The task:
Identify every line in the two blocks below that contains the word "rider", and copy each such line in full.

Exercise material:
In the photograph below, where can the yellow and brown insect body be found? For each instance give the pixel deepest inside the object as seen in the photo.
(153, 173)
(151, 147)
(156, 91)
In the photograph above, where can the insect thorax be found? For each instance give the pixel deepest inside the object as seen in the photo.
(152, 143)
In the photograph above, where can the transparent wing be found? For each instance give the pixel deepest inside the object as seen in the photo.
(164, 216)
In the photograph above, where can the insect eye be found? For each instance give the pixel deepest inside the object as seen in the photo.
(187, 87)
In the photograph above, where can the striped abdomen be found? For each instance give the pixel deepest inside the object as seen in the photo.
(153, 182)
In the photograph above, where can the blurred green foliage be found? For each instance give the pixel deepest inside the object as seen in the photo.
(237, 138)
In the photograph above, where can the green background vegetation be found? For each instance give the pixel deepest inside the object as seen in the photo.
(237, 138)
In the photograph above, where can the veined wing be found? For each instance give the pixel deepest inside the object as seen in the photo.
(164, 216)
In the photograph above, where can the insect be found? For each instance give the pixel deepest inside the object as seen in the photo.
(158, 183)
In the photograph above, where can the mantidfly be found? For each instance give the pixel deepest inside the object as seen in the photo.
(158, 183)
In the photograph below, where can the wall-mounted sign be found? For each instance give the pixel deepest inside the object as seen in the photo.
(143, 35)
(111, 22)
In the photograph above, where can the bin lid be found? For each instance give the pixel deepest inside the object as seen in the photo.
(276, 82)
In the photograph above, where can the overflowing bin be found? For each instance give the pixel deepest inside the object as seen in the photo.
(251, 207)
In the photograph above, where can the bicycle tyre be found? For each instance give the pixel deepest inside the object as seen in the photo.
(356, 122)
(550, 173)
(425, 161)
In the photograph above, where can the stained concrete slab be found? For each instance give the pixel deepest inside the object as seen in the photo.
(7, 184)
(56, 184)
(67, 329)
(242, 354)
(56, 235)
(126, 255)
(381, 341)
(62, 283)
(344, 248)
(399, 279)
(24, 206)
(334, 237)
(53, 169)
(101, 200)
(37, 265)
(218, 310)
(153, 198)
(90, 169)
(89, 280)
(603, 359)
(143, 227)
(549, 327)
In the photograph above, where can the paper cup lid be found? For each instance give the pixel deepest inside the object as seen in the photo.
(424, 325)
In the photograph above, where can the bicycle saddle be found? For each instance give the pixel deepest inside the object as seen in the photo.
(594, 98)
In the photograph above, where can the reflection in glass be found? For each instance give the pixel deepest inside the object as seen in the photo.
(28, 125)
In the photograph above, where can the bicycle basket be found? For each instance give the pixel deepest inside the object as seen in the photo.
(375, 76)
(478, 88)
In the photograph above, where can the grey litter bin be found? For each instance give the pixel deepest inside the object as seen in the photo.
* * *
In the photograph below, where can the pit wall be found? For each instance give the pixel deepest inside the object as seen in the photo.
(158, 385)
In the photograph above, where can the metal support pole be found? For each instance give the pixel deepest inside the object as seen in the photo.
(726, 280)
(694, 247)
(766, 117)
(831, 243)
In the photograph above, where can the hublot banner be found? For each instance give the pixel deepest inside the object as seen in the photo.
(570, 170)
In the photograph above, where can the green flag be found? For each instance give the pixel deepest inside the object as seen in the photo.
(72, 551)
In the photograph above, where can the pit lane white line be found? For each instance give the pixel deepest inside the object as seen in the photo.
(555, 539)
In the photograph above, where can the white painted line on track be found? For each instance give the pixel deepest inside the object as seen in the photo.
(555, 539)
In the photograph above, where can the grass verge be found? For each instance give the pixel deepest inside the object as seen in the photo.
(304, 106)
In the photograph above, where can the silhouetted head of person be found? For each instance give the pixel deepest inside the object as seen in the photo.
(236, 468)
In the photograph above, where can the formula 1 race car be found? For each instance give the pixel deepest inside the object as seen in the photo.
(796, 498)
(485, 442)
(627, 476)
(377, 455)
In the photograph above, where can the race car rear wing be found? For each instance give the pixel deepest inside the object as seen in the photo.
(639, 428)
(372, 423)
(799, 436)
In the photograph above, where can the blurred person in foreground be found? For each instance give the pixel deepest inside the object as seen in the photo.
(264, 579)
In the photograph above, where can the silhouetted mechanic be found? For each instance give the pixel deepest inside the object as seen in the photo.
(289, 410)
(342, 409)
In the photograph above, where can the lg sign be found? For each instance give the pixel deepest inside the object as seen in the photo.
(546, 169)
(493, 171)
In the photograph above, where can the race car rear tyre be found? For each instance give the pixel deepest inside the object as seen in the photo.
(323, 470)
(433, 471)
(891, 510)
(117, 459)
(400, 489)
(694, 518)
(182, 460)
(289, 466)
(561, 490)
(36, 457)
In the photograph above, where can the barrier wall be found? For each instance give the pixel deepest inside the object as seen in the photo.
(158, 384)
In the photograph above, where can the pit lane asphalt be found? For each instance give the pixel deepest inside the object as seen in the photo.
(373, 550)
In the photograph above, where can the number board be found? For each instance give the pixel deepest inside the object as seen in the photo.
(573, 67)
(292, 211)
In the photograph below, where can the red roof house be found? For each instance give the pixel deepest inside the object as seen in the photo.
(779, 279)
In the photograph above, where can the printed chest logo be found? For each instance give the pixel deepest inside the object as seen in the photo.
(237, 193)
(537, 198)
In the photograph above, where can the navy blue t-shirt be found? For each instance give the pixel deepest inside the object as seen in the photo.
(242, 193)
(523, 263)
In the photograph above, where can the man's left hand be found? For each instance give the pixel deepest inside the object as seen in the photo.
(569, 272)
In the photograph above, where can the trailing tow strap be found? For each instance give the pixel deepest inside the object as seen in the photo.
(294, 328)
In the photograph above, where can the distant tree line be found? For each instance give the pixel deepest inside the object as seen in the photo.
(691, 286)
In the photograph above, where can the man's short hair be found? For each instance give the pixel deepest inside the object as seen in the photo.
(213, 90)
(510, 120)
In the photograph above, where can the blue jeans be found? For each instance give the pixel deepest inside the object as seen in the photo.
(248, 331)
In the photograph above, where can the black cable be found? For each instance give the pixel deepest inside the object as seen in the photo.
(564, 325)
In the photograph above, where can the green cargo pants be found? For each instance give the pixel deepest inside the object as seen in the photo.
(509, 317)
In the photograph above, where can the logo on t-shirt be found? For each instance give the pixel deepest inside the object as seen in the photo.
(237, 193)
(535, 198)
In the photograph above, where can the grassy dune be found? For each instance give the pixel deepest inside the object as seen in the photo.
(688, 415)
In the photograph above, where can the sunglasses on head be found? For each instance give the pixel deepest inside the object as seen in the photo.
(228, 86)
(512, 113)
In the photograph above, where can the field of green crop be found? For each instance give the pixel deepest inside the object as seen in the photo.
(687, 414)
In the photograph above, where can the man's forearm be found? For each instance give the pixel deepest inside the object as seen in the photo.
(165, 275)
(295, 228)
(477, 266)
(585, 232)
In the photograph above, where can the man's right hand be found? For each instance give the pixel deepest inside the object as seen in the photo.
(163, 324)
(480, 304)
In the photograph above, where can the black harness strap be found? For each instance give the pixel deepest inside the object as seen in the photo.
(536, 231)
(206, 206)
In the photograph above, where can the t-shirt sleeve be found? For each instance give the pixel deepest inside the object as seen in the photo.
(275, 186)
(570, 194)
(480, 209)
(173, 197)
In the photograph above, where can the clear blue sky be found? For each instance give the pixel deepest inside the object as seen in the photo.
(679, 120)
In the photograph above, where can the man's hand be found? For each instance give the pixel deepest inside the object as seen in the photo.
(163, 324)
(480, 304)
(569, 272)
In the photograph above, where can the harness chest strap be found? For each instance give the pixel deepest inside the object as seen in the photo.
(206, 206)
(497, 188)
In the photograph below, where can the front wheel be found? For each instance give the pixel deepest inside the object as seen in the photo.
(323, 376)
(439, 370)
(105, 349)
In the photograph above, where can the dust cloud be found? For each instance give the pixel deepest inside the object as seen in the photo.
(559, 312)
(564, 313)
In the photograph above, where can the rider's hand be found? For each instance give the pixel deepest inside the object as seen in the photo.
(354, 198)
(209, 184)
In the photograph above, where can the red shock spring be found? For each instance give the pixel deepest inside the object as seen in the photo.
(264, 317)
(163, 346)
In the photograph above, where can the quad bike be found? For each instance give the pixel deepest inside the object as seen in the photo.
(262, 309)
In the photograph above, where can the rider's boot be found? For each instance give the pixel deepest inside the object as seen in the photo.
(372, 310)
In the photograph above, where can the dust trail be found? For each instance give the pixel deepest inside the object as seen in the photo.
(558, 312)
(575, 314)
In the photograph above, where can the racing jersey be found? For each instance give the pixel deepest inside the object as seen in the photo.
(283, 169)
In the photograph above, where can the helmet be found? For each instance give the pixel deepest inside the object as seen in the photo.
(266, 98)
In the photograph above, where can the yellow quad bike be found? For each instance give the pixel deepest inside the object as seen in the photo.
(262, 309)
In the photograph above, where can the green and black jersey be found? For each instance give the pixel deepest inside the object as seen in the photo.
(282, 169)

Full answer:
In the photograph above, where can the rider's hand be found? For each instance give the pixel deepest inside the object as seen in the photo.
In the photograph above, where can the rider's boot be found? For each instance give the pixel deepest inside the object as seen in the photo.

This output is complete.